Norwegians usually travel by the thousands every year to spend holidays on beaches like this on Crete. The Corona crisis has cancelled most all travel, though, leaving airlines and tour companies strapped and consumers not getting their money back. PHOTO: Wikipedia Commons

“They (the would-be travelers) will get their money back,” Trade Minister Iselin Nybø of the Liberal Party  said on state broadcaster NRK’s Debatten program back on May 14. “They just have to accept waiting a bit longer.”

She was assuming a state travel guaranty fund (Reisegarantifondet) would pay out money owed in the cases of bankruptcy, but newspaper Dagens Næringsliv (DN) later reported that may not be so. Now Nybø is telling DN that if the fund “falls for a narrow intepretation” of its obligations, consumers may get their money back “through other means.”

“The government is following the situation closely,” Nybø wrote in an email to DN, “and will evaluate several measures if many travelers don’t get their claims covered in the case of travel arrangers’ bankruptcies.”

Travel insurance firms deluged
Three months after most airlines stopped flying and travel abroad was halted, thousands of consumers still see no sign of any refunds. NRK reported on Tuesday that travel insurance companies are being deluged with requests for reimbursement, too.
++++
-- JOB A --
In the text on Norwegian travel refunds, on which program did Iselin Nybø speak on May 14?
The text and the records are unrelated to each other.

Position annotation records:
++++
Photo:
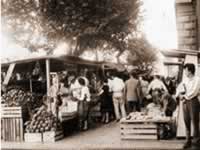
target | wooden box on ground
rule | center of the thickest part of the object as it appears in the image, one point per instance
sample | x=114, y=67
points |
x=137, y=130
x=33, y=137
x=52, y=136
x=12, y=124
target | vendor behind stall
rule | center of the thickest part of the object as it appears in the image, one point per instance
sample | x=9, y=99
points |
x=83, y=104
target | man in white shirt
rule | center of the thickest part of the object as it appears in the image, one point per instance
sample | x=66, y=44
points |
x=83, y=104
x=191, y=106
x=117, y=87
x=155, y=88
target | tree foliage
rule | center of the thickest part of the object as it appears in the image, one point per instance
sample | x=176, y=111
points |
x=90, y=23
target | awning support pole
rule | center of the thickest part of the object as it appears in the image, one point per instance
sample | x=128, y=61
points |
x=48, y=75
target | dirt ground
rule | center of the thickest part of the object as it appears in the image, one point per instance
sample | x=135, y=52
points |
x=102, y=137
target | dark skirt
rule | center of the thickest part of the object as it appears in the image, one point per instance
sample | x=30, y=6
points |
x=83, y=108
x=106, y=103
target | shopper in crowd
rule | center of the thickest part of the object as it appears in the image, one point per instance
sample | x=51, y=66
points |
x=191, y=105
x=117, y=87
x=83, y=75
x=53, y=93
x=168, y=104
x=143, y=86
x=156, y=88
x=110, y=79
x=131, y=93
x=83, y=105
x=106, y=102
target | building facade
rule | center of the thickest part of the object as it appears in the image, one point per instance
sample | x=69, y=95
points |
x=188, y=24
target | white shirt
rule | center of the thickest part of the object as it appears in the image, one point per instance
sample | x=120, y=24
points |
++++
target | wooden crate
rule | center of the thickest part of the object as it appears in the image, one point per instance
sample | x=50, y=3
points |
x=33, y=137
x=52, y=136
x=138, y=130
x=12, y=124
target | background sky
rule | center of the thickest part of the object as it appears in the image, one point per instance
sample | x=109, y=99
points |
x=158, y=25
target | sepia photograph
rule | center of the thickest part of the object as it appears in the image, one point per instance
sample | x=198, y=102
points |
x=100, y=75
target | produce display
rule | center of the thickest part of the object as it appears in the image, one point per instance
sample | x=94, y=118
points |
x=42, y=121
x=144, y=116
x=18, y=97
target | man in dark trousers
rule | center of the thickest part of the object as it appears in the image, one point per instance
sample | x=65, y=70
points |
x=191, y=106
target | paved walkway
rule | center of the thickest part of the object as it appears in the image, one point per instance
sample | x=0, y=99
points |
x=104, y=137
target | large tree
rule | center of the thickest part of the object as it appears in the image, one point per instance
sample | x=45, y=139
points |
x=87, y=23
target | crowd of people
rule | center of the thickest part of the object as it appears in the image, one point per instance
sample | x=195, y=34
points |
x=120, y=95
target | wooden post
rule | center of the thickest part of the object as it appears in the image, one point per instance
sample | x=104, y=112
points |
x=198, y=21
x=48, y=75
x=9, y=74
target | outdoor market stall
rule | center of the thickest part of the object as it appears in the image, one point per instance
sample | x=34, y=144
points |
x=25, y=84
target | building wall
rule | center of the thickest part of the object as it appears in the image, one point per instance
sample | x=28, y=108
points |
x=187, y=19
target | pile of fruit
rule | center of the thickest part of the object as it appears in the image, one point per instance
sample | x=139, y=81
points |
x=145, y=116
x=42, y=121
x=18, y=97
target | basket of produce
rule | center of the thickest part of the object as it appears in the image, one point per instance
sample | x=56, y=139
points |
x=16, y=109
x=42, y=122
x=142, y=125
++++
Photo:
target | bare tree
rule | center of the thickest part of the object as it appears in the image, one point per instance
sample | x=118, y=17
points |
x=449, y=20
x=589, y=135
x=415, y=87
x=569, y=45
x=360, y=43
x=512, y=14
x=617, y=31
++++
-- JOB B --
In the records, change "wooden post" to "wooden pole" in every line from the one that has "target | background sky" through the one that has "x=142, y=125". Rewrite those lines with nothing else altered.

-- OUTPUT A --
NRK's Debatten program.

-- OUTPUT B --
target | background sky
rule | center of the thickest part of the object as it appears in the image, one point per instance
sample | x=109, y=99
points |
x=158, y=25
target | sepia photograph
rule | center of the thickest part of the object as it appears in the image, one point per instance
sample | x=198, y=102
points |
x=100, y=75
target | produce display
rule | center of the thickest part of the object as it appears in the image, one point per instance
sample | x=94, y=118
points |
x=42, y=121
x=144, y=116
x=18, y=97
target | man in dark trousers
rule | center of the thickest part of the object as it appears in the image, one point per instance
sample | x=65, y=70
points |
x=191, y=106
target | paved walkway
rule | center of the thickest part of the object as it appears in the image, one point per instance
sample | x=0, y=99
points |
x=104, y=137
target | large tree
rule | center of the thickest part of the object as it appears in the image, one point per instance
sample | x=45, y=139
points |
x=87, y=23
target | crowd of people
rule | center of the thickest part of the object as it appears in the image, one point per instance
sample | x=195, y=34
points |
x=120, y=95
target | wooden pole
rule | center of the thickest part of the object as it appears in the image, one point per instance
sample | x=104, y=112
points |
x=198, y=21
x=48, y=75
x=9, y=74
target | outdoor market stall
rule | center of the thickest part of the object as it appears in the image, one point per instance
sample | x=34, y=144
points |
x=25, y=84
target | building wall
rule | center of the thickest part of the object as it appears in the image, one point per instance
sample | x=28, y=108
points |
x=187, y=19
target | pile of fruit
rule | center of the thickest part of the object as it appears in the image, one point per instance
sample | x=139, y=81
points |
x=145, y=116
x=42, y=121
x=18, y=97
target | basket of produce
rule | center of the thickest part of the object as it appears in the image, one point per instance
sample | x=56, y=139
points |
x=16, y=109
x=42, y=122
x=142, y=125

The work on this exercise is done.